* [What you are asked to do]:
Rescale the items starting at the line that contains "door in this photo, one per instance." and ending at the line that contains "(1146, 513)", both included. Rewrite every line in that span, including those without coordinates, with each coordinate multiplied by 1.1 and rounded to a whole number (halves rounded up), and give only those lines.

* [Extracted material]:
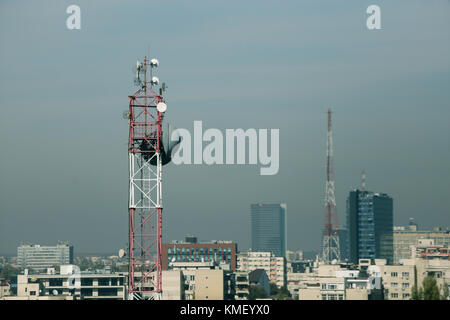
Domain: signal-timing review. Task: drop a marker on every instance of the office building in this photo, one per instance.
(38, 258)
(370, 226)
(268, 228)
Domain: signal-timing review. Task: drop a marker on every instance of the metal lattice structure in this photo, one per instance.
(145, 152)
(330, 243)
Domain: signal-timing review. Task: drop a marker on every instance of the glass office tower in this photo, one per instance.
(268, 228)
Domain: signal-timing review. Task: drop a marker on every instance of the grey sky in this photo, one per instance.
(231, 64)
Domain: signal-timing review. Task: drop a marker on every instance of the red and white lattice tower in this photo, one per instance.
(330, 242)
(146, 153)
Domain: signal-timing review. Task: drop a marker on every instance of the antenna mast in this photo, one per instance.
(330, 241)
(145, 152)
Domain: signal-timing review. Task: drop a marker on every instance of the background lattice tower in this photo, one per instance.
(330, 242)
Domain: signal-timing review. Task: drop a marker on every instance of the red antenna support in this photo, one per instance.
(330, 241)
(363, 180)
(145, 187)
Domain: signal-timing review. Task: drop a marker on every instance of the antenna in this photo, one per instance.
(363, 180)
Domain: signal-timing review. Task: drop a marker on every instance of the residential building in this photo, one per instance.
(259, 278)
(242, 285)
(200, 281)
(209, 284)
(39, 258)
(405, 237)
(70, 285)
(5, 288)
(268, 228)
(193, 251)
(274, 266)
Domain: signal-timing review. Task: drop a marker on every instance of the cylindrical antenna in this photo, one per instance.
(363, 180)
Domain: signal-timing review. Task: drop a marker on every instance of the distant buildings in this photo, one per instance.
(38, 258)
(268, 228)
(274, 266)
(405, 237)
(205, 251)
(370, 226)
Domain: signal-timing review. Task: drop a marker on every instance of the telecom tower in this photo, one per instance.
(147, 156)
(330, 243)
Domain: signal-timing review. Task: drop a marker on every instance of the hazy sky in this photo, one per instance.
(231, 64)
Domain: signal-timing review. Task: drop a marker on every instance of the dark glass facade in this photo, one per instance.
(268, 228)
(370, 226)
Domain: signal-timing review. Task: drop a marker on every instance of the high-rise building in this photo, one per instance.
(370, 226)
(343, 243)
(268, 228)
(37, 257)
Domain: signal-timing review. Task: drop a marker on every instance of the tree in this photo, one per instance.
(280, 293)
(430, 289)
(256, 292)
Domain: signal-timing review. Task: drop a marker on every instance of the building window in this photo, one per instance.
(109, 292)
(331, 287)
(55, 282)
(86, 282)
(86, 292)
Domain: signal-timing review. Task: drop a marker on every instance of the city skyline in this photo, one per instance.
(389, 96)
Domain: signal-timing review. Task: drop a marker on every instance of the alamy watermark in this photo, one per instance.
(241, 147)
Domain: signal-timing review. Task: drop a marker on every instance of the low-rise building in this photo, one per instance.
(73, 286)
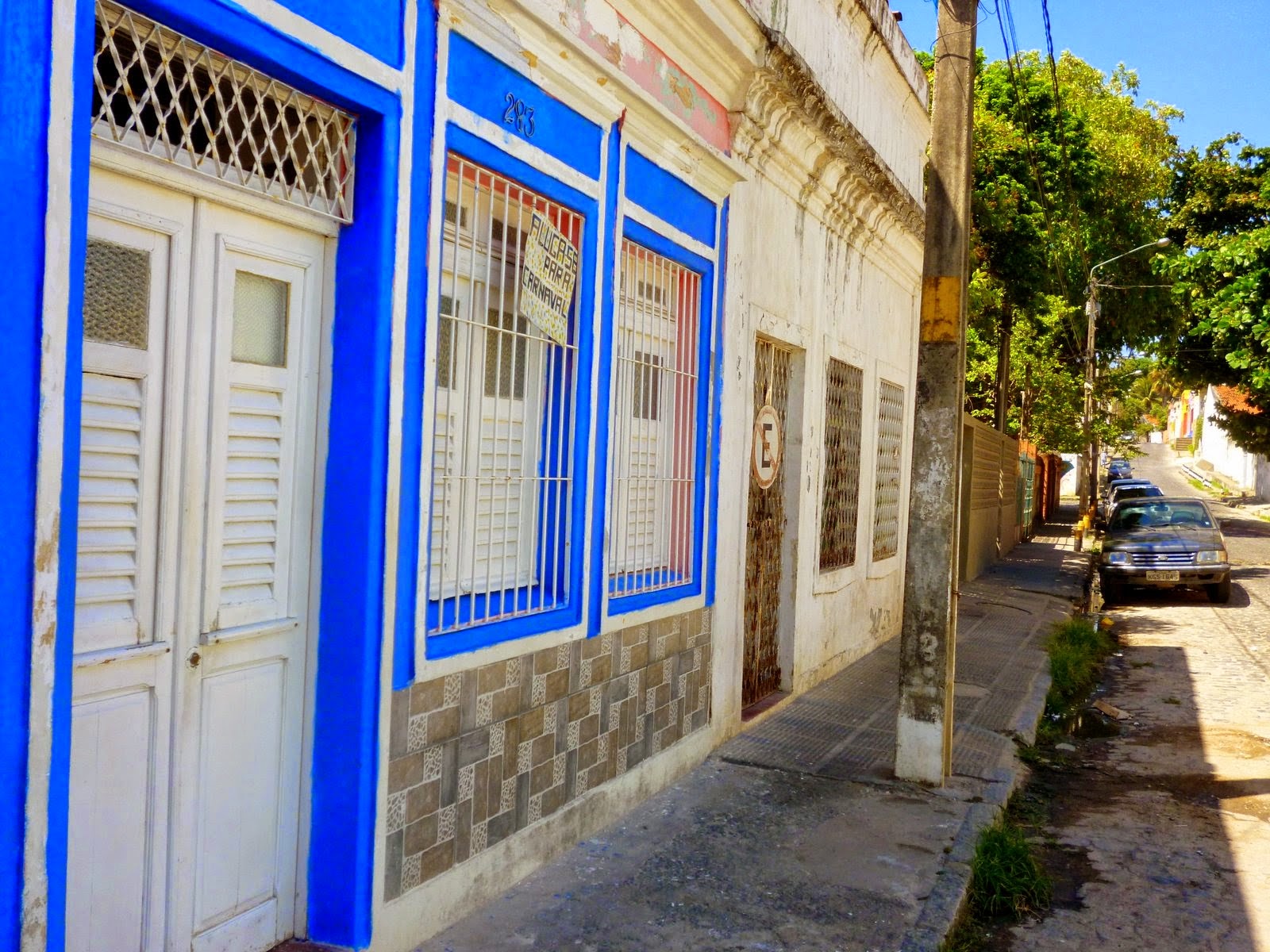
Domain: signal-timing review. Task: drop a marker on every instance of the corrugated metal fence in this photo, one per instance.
(1007, 489)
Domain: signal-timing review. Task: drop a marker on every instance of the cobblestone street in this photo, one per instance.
(1168, 825)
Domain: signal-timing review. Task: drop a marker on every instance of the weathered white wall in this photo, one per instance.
(860, 57)
(1216, 447)
(825, 263)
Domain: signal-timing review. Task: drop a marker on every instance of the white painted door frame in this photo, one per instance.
(201, 638)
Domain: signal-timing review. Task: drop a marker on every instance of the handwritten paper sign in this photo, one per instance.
(548, 278)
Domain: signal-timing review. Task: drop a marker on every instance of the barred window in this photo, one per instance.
(654, 425)
(891, 440)
(840, 503)
(505, 389)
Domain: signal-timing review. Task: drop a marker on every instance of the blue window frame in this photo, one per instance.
(658, 432)
(503, 547)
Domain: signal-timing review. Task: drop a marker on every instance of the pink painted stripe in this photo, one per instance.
(654, 73)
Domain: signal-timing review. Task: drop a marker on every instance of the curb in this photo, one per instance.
(948, 898)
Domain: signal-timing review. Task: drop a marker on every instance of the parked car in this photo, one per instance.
(1164, 543)
(1104, 505)
(1119, 469)
(1132, 490)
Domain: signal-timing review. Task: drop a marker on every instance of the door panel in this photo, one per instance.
(125, 329)
(135, 309)
(197, 467)
(112, 752)
(241, 692)
(765, 537)
(262, 308)
(239, 789)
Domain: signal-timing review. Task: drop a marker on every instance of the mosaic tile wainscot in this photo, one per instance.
(476, 755)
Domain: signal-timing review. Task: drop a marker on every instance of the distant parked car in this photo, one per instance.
(1104, 507)
(1132, 490)
(1164, 543)
(1119, 469)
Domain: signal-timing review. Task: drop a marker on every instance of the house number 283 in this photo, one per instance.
(518, 114)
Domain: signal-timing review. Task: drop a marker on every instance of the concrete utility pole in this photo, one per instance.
(1090, 492)
(924, 739)
(1001, 414)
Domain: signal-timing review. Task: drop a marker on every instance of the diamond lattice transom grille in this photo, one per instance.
(169, 97)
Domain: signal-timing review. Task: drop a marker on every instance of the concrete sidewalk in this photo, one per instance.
(794, 835)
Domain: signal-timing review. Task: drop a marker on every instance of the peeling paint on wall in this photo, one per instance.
(609, 33)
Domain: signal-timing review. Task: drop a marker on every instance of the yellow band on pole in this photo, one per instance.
(941, 309)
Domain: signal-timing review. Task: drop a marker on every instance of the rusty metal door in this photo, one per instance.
(765, 537)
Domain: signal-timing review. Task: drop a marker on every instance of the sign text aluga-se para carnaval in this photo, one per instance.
(548, 278)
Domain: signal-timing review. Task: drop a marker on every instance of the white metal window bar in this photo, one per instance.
(891, 441)
(840, 503)
(652, 539)
(165, 95)
(502, 493)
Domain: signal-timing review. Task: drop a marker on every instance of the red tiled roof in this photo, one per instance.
(1235, 399)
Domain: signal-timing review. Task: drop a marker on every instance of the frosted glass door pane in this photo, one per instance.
(260, 321)
(116, 294)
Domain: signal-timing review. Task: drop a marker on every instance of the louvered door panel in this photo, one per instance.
(254, 444)
(253, 489)
(108, 605)
(505, 524)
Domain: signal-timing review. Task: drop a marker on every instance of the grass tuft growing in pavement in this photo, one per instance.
(1076, 653)
(1007, 882)
(1005, 877)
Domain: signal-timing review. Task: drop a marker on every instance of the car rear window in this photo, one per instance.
(1136, 492)
(1146, 513)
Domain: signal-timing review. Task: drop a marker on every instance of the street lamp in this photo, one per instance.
(1091, 310)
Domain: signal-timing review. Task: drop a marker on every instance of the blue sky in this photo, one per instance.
(1206, 59)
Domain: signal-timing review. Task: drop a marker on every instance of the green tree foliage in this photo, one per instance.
(1221, 215)
(1062, 182)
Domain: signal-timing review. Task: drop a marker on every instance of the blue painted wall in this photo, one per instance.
(25, 75)
(346, 717)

* [Full response]:
Domain: signal-timing review. Task: drop a marker on every instance of the rusty metal door in this photo, one per instance.
(842, 591)
Domain: signal-timing review. Task: drop a marker on every instance of the sign text aluga-se para carnaval in this photo, one per instance.
(603, 306)
Domain: signal-timing review. Task: drop a marker on every instance of the white metal window bar in this photo, one per instance.
(980, 485)
(924, 553)
(717, 593)
(182, 105)
(552, 542)
Domain: signal-timing review. Task: drop a marker on every instance of the red tiled roof in this photo, one per instance.
(1359, 439)
Domain: signal-timing review. Task: drop a marker on every instance of the frosted glass door pane in this photo, one per instance.
(286, 353)
(128, 323)
Domain: signal-timing review. Task: drop a marker on every instance of the louvered door panel in this photo, one per instance.
(279, 488)
(278, 538)
(119, 666)
(556, 576)
Domain: signal-timing review. Task: drop a marker on every instance of the grass tuft growing in pavement in this photo, one per instance.
(1184, 718)
(1108, 970)
(1106, 965)
Domain: signal-timing review. Task: drop a marker on every instance of the car rear window in this photo, one per instance.
(1250, 541)
(1261, 564)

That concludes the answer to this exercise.